Extrait du document:
----------------------------------------

Michaël La Chance invente des artefacts qui ravivent une réalité avalée par les souvenirs. Il est aussi possible de s’approprier les textes des autres. «Je est aussi les autres» peut-on dire en triturant la formule de Rimbaud.
«Ma nymphe se fait un voile du frisson de l’onde. Je retire le voile et je me noie. Voilà ce qu’une telle beauté dit de la forme du monde, lorsqu’elle dit qu’en ce monde la beauté est possible. Je l’attends dorénavant dans les bras tordus des branches et aussi dans l’haleine des collines.» (p.33)
L’aventure de l’écriture devient alors une véritable quête qui tente de cerner la vie dans son essence. Des textes d’une beauté étrange s’imposent, de véritables moments de grâce. Une écriture qui se hisse souvent à des sommets, frôle parfois les aphorismes.
«Je marche sur la grève, retournant mes phrases, assurant mon pied sur les rochers. Le langage est un fauve fluide, un essaim de signes. Précipitant ses brisants contre l’aspérité du réel, il laisse l’écume blanche des mots sur nos lèvres.» (p.26)
Tout se fait et se défait chez Michaël La Chance. Comme le flux et le reflux de la vague qui réécrivent sans cesse le bord de la mer.
Un livre éclaté, exigeant, qui ramène inévitablement à soi, au rêve d’un récit reconstitué de sa vie. Lecture déroutante, envoûtante qui fait que l’on ravive des émotions lointaines, que l’on sollicite des souvenirs qui sont comme des nœuds que le temps ne peut dénouer. Il reste à les triturer, les magnifier ou encore, le plus simplement possible, les reconstituer par le langage.

----------------------------------------

Lignes de données:

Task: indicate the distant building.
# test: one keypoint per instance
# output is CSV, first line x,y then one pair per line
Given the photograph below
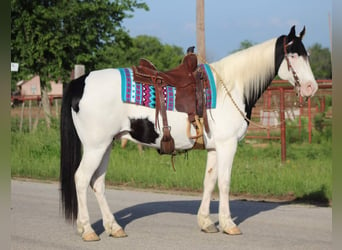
x,y
31,88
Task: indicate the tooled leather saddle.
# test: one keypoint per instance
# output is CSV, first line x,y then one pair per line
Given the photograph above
x,y
189,82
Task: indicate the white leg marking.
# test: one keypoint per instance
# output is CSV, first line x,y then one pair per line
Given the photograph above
x,y
91,160
225,156
98,185
203,215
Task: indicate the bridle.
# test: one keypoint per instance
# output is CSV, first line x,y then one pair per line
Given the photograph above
x,y
289,67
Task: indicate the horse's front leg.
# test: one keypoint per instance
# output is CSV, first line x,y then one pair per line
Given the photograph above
x,y
98,185
203,215
225,156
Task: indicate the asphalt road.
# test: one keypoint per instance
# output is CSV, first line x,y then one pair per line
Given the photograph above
x,y
164,221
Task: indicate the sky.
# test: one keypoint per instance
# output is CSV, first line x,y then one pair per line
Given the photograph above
x,y
228,23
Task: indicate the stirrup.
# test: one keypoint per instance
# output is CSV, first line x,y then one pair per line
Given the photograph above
x,y
199,129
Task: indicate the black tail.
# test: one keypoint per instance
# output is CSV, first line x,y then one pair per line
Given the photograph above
x,y
70,148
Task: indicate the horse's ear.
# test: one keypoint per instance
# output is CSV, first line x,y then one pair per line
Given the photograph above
x,y
302,33
292,33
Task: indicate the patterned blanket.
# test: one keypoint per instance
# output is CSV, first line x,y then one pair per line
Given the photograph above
x,y
144,94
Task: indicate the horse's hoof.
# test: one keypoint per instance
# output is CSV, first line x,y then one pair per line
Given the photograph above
x,y
210,229
232,231
92,236
119,234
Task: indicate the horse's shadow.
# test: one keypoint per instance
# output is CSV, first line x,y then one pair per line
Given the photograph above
x,y
240,210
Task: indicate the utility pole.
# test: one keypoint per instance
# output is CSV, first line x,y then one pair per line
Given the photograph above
x,y
200,31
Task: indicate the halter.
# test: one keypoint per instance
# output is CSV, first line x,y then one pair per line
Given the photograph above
x,y
289,67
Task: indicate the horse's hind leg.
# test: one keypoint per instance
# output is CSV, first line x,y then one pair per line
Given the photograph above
x,y
98,184
203,215
90,162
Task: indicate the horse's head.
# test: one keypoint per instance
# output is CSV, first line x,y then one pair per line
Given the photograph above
x,y
295,66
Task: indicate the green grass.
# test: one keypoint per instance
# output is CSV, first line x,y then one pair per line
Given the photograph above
x,y
257,171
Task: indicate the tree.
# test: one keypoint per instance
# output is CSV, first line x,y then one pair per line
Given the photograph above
x,y
163,56
320,61
49,36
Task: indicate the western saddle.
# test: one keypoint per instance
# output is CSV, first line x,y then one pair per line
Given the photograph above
x,y
188,79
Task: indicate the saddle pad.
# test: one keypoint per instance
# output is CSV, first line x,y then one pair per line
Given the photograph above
x,y
144,94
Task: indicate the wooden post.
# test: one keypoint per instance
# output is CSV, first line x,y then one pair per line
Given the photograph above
x,y
309,121
22,116
200,31
282,125
30,115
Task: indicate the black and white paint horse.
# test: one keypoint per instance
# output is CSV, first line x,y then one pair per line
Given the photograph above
x,y
93,114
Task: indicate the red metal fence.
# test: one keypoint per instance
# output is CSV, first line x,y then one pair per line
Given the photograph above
x,y
278,104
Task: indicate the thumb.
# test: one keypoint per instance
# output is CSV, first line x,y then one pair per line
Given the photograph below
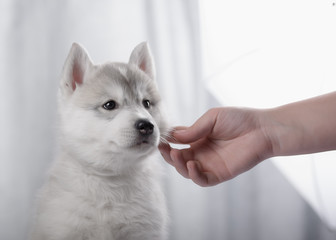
x,y
201,128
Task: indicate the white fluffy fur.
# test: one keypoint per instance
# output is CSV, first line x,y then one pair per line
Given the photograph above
x,y
104,183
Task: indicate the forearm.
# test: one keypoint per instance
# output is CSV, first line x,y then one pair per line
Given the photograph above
x,y
303,127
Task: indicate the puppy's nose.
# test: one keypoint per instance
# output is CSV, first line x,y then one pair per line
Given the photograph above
x,y
145,127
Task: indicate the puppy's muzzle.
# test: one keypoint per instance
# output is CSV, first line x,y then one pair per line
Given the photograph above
x,y
144,127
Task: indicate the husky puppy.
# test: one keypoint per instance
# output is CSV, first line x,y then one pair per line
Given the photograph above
x,y
104,184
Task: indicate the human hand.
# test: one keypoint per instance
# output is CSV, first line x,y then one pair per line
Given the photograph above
x,y
224,142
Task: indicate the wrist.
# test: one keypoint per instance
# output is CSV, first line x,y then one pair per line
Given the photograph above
x,y
283,133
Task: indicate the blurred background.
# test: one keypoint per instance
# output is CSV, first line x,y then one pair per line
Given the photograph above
x,y
252,53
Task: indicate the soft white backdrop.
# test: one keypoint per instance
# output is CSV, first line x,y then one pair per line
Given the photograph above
x,y
35,38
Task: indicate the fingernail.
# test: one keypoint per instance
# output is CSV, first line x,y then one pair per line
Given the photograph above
x,y
178,132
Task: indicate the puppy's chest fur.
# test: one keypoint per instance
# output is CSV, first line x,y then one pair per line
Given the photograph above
x,y
85,206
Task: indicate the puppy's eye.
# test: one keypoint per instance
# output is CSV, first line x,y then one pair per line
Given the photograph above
x,y
146,103
110,105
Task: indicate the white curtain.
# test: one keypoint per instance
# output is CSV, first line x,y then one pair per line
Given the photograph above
x,y
35,38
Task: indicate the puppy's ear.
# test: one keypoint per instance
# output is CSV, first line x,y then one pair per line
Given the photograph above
x,y
74,70
141,56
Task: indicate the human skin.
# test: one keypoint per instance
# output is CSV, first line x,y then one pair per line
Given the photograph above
x,y
228,141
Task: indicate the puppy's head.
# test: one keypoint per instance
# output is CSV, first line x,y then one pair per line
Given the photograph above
x,y
110,113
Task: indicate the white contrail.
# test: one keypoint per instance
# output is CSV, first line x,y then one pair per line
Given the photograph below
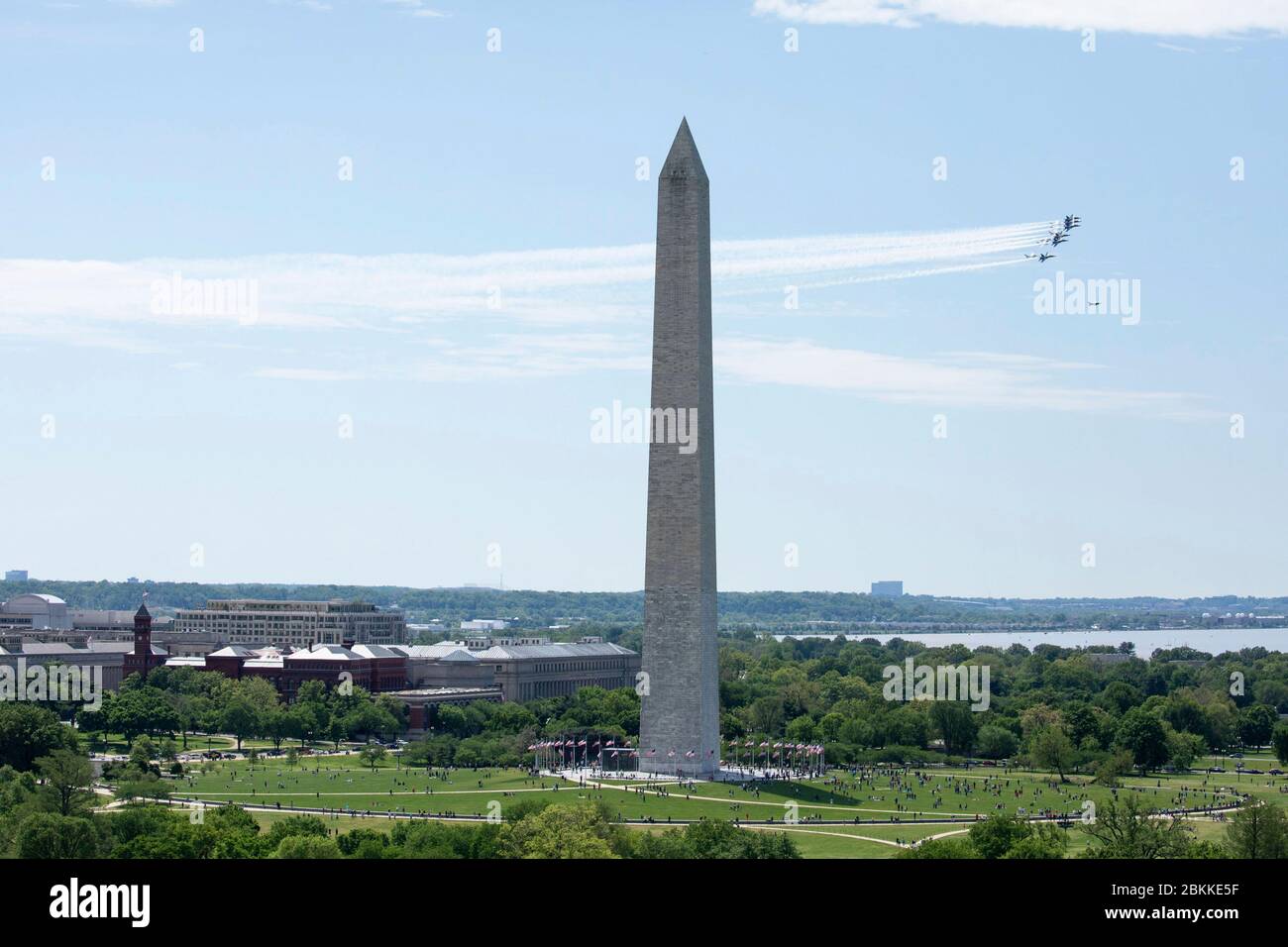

----------------------------------------

Énoncé 1: Dans l'extrait sur Michaël La Chance, de quel poète la formule «Je est aussi les autres» est-elle une transformation ?
Énoncé 2: Indiquez si chacune de ces affirmations concorde avec l'extrait sur Michaël La Chance, en citant les mots décisifs : (a) le langage y est comparé à un fauve ; (b) le livre y est présenté comme simple et linéaire ; (c) l'écriture y touche parfois à l'aphorisme.
Énoncé 3: Rédigez la suite de l'extrait sur Michaël La Chance en partant de sa dernière phrase.

Réponse rédigée 1: De Rimbaud.

Réponse rédigée 2:
(a) Oui : «Le langage est un fauve fluide, un essaim de signes.»
(b) Non : «Un livre éclaté, exigeant, qui ramène inévitablement à soi»
(c) Oui : «frôle parfois les aphorismes»

Réponse rédigée 3:
«L’inquisitoriale» de Michaël La Chance est paru aux Éditions Triptyque.

jeudi 7 février 2008

Peut-on guérir la blessure de l’enfance?

Il n’est pas rare maintenant de voir des garçons et des filles défier les lois de la gravité sur une planche, des patins ou en s’élançant sur une bicyclette. Dans un coin discret d’un parc, casqués et bardés comme des gladiateurs, ils célèbrent l’audace en se moquant de l’attraction terrestre. «Les Rouleurs», un roman de Madeleine Monette, explore cet univers qui possède ses codes, ses rites et ses modes vestimentaires.
Cette histoire pourrait être celle de ces jeunes patineurs qui hantent les installations du Parc de la Rivière-aux-Sables, à Jonquière, des adolescents qui traînent dans le terminus d’autobus à Chicoutimi ou qui arpentent la rue Racine. De certains lieux de Québec, de Montréal et Paris.
Arièle, chanteuse, gagne sa vie dans les studios en faisant des voix pour des groupes peu connus. Elle est traumatisée par les spectateurs depuis sa première aventure sur une scène. Pourtant, elle a une voix qui plane dans des registres que peu de chanteuses osent aborder.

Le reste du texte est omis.